__Exercise description__: Filter on the word "sleeve": copy each matching line from the listing below.

__Extracted data__:
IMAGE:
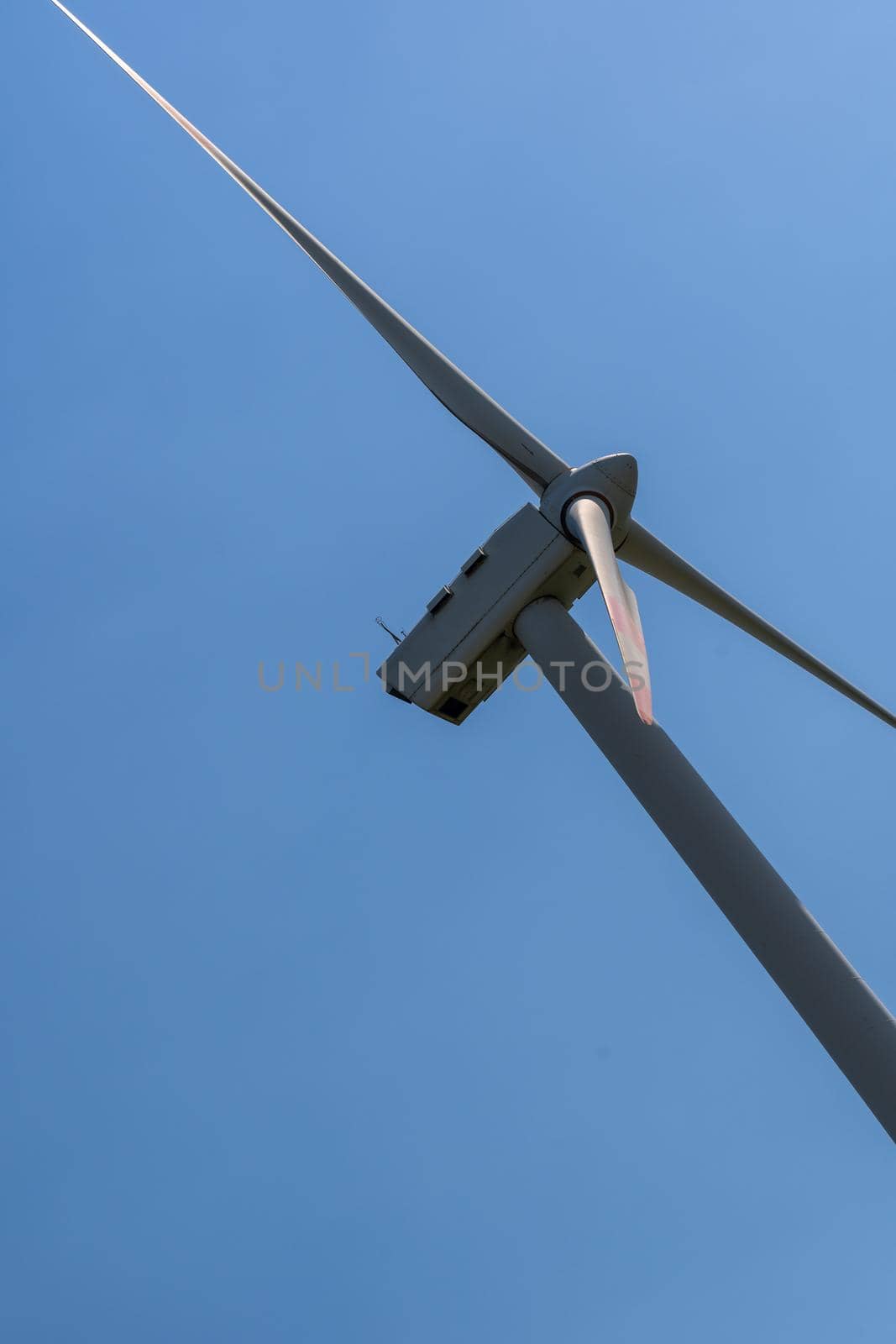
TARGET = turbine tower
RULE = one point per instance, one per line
(513, 596)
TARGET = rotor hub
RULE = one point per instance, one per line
(613, 480)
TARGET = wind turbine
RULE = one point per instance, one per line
(512, 596)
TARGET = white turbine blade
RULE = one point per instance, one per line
(591, 523)
(531, 459)
(647, 554)
(836, 1005)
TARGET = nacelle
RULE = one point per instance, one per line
(465, 647)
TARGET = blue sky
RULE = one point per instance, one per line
(325, 1021)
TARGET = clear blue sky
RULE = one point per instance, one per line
(325, 1021)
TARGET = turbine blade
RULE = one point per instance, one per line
(647, 554)
(836, 1005)
(591, 523)
(527, 454)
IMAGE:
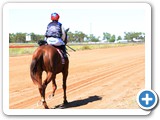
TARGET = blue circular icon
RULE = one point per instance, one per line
(147, 99)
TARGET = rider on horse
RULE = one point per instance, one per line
(55, 34)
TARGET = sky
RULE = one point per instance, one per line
(90, 18)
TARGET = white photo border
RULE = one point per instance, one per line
(8, 111)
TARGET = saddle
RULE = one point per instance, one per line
(58, 48)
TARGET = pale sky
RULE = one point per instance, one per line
(94, 18)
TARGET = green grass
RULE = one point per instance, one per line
(29, 51)
(21, 51)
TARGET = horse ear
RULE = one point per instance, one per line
(66, 30)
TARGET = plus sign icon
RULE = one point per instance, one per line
(147, 99)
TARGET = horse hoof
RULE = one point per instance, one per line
(39, 103)
(65, 102)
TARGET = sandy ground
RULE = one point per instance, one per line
(101, 78)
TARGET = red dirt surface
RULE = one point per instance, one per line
(21, 46)
(98, 79)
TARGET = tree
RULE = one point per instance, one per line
(92, 38)
(131, 35)
(106, 36)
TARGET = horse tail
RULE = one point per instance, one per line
(33, 70)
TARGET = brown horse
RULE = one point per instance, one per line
(47, 58)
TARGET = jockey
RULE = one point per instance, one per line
(55, 33)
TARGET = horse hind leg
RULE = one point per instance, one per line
(65, 87)
(42, 89)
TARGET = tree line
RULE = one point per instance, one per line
(78, 36)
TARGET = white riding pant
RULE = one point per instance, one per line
(55, 41)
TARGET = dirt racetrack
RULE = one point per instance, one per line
(101, 79)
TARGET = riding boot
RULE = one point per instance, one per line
(63, 48)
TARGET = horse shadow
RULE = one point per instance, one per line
(78, 103)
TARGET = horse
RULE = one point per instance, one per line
(47, 58)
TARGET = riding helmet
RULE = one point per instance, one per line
(54, 16)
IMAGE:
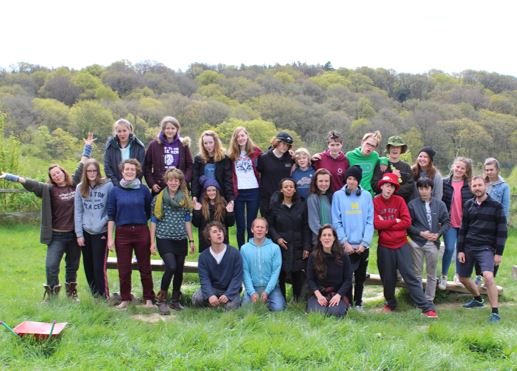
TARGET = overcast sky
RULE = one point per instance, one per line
(407, 36)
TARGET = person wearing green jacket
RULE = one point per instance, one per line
(367, 158)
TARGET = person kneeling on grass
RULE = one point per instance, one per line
(262, 262)
(481, 240)
(220, 272)
(391, 219)
(429, 221)
(329, 275)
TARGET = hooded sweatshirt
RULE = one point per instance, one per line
(352, 217)
(337, 167)
(261, 265)
(91, 213)
(367, 164)
(392, 235)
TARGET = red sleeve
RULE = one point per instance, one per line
(405, 217)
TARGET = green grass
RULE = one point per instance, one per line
(100, 337)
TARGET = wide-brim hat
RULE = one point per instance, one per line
(396, 141)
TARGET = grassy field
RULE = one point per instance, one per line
(100, 337)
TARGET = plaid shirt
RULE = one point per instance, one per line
(483, 225)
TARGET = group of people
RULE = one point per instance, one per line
(318, 215)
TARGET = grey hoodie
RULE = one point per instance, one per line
(91, 213)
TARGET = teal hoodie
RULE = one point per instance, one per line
(367, 164)
(261, 265)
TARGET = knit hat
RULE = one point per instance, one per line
(396, 141)
(427, 149)
(285, 137)
(354, 171)
(390, 178)
(208, 182)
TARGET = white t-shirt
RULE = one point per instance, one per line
(246, 178)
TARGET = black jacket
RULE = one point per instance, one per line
(113, 157)
(223, 175)
(290, 223)
(448, 192)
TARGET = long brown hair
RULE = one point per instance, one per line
(68, 178)
(84, 188)
(319, 255)
(218, 147)
(219, 205)
(234, 150)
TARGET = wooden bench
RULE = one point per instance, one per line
(374, 279)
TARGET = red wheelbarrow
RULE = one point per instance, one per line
(38, 330)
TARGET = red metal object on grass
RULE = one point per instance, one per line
(39, 330)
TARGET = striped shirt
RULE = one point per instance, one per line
(483, 225)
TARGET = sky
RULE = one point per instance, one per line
(406, 36)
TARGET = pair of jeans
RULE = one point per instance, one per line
(359, 264)
(246, 209)
(63, 243)
(137, 238)
(450, 238)
(275, 299)
(95, 254)
(429, 252)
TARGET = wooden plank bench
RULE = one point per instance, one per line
(374, 279)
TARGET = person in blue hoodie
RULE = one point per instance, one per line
(262, 262)
(91, 225)
(352, 218)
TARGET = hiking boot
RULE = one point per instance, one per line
(494, 318)
(161, 299)
(71, 290)
(175, 303)
(442, 282)
(474, 304)
(387, 309)
(430, 314)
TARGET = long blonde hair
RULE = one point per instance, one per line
(218, 147)
(234, 150)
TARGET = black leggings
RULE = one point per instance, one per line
(173, 256)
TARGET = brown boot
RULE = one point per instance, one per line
(161, 299)
(71, 290)
(175, 303)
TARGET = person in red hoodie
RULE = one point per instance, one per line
(392, 219)
(333, 159)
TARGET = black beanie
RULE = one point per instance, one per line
(431, 152)
(354, 171)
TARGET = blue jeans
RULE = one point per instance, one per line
(450, 238)
(62, 243)
(275, 300)
(246, 209)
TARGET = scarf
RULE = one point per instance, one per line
(177, 201)
(131, 184)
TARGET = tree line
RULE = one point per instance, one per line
(473, 113)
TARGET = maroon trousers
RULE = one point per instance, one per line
(127, 239)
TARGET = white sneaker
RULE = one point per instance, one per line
(442, 282)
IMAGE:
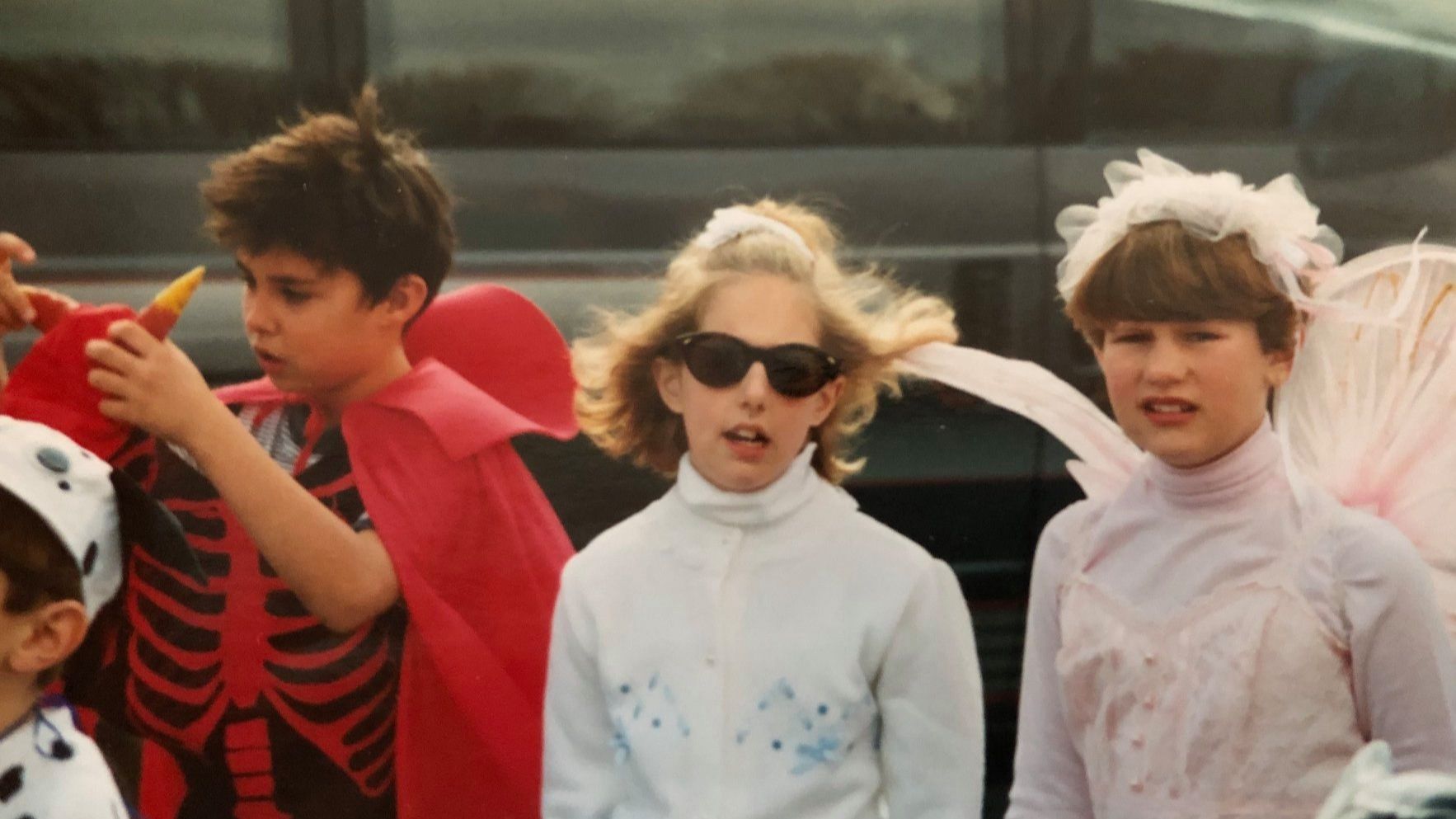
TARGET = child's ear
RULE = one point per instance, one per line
(57, 630)
(826, 398)
(669, 376)
(1277, 368)
(406, 298)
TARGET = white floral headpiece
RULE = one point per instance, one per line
(1281, 224)
(730, 224)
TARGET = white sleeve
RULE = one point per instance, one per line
(578, 761)
(79, 788)
(1402, 659)
(929, 691)
(1050, 779)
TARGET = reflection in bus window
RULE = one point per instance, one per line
(142, 73)
(682, 72)
(1267, 68)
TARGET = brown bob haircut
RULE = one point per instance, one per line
(338, 191)
(1162, 271)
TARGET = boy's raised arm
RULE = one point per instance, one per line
(344, 577)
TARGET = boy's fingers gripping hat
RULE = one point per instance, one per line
(91, 507)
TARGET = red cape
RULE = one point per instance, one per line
(475, 544)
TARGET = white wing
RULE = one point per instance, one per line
(1107, 456)
(1369, 407)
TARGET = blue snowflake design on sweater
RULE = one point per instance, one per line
(813, 733)
(644, 706)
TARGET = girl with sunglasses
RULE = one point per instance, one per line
(750, 644)
(1212, 633)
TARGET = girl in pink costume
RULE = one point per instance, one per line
(1212, 633)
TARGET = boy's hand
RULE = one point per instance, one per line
(150, 384)
(15, 309)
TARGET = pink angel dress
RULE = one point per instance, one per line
(1219, 643)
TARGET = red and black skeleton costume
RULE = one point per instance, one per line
(249, 706)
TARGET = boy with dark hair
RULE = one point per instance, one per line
(372, 640)
(63, 519)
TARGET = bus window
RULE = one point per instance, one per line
(688, 73)
(142, 74)
(1270, 68)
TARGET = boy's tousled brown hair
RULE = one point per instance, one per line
(1162, 271)
(865, 321)
(338, 191)
(37, 566)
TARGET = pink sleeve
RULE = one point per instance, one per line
(1402, 659)
(1050, 779)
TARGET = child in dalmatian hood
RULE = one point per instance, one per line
(64, 518)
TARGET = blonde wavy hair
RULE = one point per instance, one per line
(867, 321)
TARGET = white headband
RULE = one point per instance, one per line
(730, 224)
(1281, 224)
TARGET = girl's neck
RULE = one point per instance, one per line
(1225, 477)
(785, 494)
(18, 697)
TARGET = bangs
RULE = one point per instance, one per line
(1161, 271)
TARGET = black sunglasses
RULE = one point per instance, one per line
(716, 359)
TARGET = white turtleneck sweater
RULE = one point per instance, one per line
(760, 655)
(1176, 537)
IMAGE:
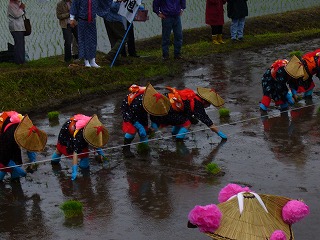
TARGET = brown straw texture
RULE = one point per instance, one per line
(254, 223)
(95, 133)
(210, 96)
(29, 137)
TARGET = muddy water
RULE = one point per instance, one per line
(149, 197)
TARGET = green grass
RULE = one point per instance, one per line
(72, 208)
(46, 84)
(224, 112)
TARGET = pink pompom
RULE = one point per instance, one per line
(15, 117)
(206, 218)
(278, 235)
(81, 120)
(230, 190)
(294, 211)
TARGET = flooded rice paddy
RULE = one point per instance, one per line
(150, 196)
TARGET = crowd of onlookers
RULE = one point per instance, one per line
(77, 19)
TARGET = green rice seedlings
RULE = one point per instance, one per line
(54, 115)
(72, 208)
(224, 112)
(213, 168)
(143, 148)
(296, 53)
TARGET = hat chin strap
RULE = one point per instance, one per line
(241, 201)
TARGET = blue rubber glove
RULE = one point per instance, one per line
(263, 107)
(154, 126)
(100, 152)
(308, 93)
(290, 98)
(32, 156)
(182, 133)
(84, 163)
(56, 158)
(175, 130)
(16, 171)
(222, 135)
(74, 172)
(2, 175)
(144, 139)
(142, 132)
(284, 107)
(294, 92)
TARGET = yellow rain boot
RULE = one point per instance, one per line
(215, 39)
(220, 38)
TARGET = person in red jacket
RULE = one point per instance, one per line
(185, 106)
(215, 18)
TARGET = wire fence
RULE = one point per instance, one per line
(46, 39)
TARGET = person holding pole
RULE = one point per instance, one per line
(84, 12)
(113, 22)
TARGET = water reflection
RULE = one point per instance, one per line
(21, 216)
(149, 191)
(94, 195)
(285, 135)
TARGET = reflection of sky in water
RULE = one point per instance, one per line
(46, 38)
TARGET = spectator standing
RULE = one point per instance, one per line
(215, 18)
(63, 14)
(16, 10)
(170, 12)
(237, 10)
(85, 11)
(114, 24)
(130, 42)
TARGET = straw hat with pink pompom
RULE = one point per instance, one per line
(244, 214)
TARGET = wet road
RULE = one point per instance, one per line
(149, 197)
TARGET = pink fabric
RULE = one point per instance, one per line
(230, 190)
(81, 120)
(89, 11)
(278, 235)
(206, 218)
(294, 211)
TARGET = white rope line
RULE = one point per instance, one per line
(164, 137)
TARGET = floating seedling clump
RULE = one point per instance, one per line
(72, 208)
(224, 112)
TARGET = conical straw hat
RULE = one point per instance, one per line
(95, 133)
(154, 102)
(295, 68)
(211, 96)
(29, 136)
(254, 223)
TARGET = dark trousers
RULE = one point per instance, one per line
(19, 47)
(116, 32)
(130, 42)
(68, 34)
(216, 29)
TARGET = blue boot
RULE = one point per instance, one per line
(2, 175)
(181, 134)
(175, 130)
(17, 172)
(222, 135)
(84, 163)
(56, 158)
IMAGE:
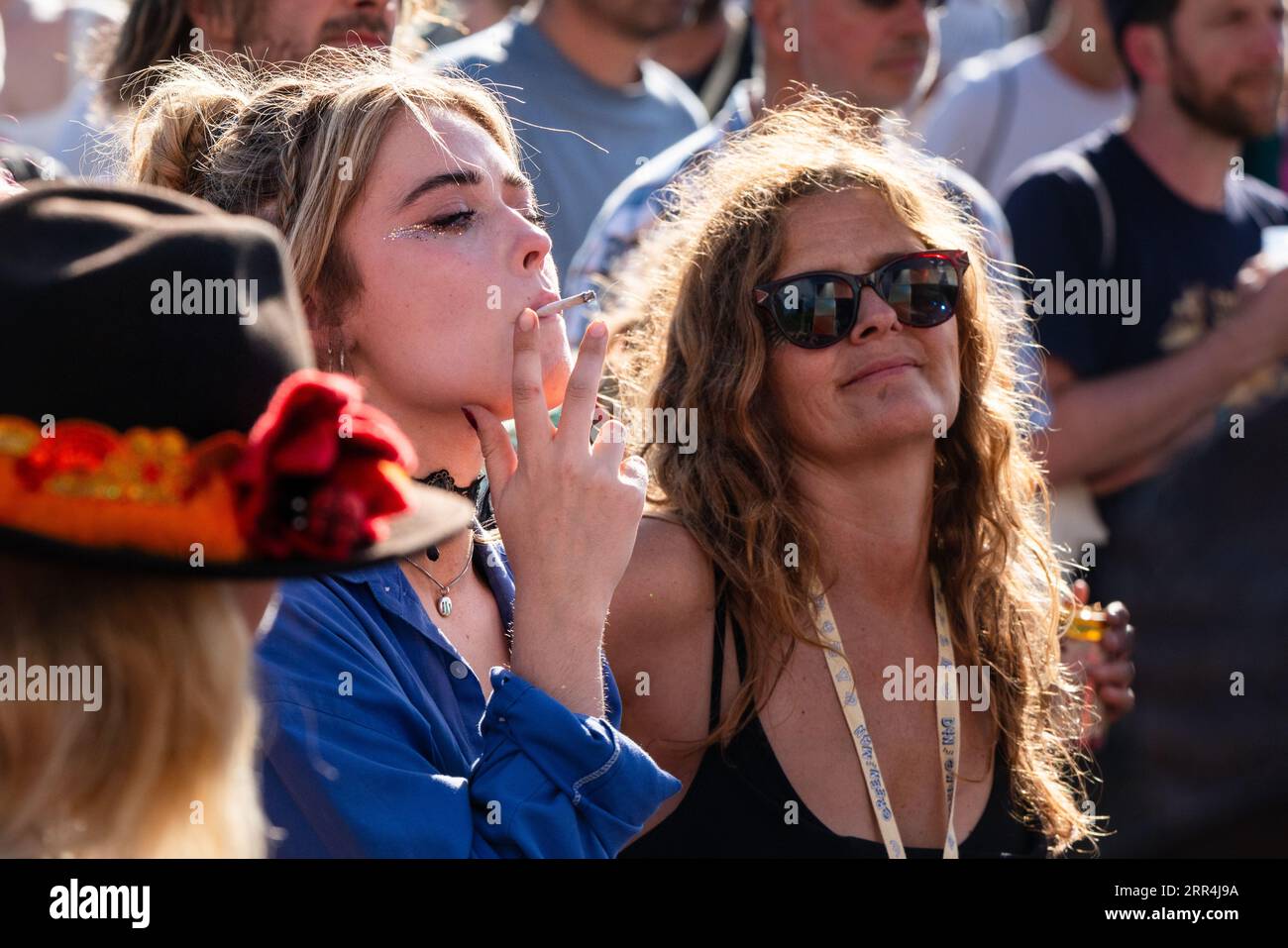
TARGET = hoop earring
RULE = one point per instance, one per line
(330, 356)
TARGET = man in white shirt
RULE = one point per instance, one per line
(1038, 93)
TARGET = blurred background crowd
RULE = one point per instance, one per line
(1095, 141)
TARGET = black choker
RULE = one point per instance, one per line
(477, 493)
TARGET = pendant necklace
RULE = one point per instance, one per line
(445, 601)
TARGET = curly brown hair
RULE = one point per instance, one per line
(698, 343)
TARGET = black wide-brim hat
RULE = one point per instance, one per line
(116, 352)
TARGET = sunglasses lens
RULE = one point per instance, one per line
(814, 312)
(923, 291)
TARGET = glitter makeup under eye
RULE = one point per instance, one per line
(413, 231)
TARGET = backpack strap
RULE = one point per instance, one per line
(1104, 207)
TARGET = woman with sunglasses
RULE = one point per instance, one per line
(858, 510)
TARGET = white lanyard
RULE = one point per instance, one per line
(945, 704)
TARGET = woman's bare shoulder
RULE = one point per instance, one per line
(669, 583)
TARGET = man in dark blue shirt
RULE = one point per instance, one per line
(1167, 378)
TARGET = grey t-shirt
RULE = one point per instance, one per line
(541, 88)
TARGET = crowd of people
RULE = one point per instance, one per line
(909, 318)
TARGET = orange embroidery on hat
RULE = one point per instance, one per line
(143, 489)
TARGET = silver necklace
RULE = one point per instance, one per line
(445, 601)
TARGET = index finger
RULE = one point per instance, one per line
(584, 385)
(531, 415)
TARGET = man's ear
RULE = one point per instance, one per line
(214, 18)
(1146, 51)
(320, 334)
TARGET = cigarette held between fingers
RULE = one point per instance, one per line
(567, 303)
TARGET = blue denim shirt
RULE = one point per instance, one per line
(378, 743)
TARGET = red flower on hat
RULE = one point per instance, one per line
(321, 471)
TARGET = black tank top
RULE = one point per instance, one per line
(737, 802)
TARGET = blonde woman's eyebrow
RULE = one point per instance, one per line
(462, 179)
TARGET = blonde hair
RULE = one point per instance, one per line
(274, 142)
(165, 767)
(698, 343)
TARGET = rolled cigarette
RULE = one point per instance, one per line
(567, 303)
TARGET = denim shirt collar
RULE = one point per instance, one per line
(394, 594)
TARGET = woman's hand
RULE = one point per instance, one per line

__Task output__:
TARGET = red sleeve
TARGET = white sleeve
TARGET = pink sleeve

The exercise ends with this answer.